→ **TASK PROMPT**
List every line of the listing below that contains the word "blurred", matching case exactly.

→ **THE RECORDS**
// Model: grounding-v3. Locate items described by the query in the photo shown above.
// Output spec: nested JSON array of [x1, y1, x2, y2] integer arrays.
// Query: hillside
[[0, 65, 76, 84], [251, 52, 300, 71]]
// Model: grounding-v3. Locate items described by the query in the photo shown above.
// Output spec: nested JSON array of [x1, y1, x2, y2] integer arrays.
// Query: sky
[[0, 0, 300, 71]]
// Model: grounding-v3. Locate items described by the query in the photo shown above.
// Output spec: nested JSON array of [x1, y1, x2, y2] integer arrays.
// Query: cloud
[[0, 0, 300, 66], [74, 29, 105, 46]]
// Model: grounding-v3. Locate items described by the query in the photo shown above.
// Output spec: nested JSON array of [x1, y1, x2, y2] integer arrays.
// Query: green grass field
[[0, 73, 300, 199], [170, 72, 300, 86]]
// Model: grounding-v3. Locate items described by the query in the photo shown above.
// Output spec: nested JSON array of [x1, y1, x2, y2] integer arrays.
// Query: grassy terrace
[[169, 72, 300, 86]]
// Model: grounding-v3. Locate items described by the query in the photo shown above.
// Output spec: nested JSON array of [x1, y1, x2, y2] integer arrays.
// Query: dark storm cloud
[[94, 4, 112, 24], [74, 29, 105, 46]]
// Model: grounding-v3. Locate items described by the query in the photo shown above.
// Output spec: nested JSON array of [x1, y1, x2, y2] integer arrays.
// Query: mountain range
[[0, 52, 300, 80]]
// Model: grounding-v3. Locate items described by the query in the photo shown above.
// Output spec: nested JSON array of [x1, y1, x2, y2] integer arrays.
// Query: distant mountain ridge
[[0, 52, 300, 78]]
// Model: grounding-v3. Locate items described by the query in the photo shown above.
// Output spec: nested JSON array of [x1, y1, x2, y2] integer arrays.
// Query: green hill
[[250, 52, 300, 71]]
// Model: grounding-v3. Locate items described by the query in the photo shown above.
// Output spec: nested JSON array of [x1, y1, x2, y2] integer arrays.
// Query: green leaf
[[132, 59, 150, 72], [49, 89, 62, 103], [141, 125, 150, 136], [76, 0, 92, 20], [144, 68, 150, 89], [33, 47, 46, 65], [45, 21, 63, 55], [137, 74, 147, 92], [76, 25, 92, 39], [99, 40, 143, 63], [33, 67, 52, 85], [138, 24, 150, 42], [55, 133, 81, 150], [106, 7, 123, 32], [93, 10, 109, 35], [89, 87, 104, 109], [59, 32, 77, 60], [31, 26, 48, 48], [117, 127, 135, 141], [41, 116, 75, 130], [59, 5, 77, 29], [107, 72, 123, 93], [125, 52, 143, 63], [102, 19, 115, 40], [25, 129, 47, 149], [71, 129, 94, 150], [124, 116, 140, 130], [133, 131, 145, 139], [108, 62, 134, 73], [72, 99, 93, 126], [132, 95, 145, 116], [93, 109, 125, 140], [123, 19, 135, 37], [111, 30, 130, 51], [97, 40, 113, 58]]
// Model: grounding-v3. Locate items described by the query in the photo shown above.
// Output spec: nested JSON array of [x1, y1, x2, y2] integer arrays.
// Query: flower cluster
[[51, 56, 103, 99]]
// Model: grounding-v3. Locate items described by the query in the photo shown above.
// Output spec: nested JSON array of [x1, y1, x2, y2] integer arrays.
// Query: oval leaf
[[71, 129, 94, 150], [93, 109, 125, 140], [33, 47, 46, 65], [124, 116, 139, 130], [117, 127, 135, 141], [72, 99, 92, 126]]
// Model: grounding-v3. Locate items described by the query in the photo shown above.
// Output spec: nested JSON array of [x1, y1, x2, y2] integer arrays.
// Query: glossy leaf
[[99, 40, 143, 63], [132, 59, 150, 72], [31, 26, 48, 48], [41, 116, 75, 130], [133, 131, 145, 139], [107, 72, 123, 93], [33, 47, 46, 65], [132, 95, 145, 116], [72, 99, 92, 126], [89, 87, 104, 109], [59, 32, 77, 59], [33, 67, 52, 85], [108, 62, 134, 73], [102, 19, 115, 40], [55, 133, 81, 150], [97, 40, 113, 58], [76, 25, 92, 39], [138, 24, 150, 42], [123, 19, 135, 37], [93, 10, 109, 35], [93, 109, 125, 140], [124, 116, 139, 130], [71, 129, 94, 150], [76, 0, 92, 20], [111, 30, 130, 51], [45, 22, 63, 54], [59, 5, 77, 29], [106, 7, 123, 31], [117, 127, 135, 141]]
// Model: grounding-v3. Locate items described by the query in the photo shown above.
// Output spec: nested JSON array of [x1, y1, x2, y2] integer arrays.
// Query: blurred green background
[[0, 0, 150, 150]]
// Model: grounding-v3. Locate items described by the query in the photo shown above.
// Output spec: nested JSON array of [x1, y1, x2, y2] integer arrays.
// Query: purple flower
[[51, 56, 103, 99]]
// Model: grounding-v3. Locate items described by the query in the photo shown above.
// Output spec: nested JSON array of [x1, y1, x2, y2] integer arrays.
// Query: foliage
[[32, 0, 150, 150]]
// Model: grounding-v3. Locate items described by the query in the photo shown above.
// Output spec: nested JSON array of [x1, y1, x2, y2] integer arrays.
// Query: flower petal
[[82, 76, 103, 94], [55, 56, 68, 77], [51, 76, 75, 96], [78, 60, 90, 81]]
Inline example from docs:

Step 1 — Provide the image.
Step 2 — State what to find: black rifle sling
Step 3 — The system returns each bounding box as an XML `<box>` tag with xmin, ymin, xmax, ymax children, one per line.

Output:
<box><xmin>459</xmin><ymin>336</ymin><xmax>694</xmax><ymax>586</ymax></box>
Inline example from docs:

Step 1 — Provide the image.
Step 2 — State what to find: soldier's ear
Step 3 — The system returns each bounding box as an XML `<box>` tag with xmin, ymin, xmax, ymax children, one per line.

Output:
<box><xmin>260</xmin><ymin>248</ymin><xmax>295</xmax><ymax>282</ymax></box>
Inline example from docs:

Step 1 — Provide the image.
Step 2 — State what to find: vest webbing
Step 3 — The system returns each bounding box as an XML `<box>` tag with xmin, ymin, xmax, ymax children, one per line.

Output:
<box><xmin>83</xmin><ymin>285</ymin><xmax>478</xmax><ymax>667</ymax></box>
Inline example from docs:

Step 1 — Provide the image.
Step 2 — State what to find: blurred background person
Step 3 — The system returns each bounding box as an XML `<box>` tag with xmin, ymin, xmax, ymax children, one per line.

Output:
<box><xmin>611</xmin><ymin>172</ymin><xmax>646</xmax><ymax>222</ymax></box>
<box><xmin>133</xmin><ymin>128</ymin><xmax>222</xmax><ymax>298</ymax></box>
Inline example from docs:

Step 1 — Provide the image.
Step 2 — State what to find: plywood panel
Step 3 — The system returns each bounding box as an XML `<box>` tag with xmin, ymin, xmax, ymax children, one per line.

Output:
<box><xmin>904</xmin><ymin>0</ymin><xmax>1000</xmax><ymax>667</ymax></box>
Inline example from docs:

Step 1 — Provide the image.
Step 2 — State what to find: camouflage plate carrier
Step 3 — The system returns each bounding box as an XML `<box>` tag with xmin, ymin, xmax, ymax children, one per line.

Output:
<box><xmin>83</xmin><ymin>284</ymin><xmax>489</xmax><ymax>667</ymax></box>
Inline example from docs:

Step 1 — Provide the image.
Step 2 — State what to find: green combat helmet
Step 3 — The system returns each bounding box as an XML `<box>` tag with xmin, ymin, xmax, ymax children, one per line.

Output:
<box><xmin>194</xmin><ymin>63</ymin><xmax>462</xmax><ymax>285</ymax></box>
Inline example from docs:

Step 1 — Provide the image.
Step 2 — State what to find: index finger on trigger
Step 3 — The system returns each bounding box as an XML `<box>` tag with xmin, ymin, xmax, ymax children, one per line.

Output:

→ **THE ANSWER**
// Query: blurred green background
Step 2 — State what to find: blurred background person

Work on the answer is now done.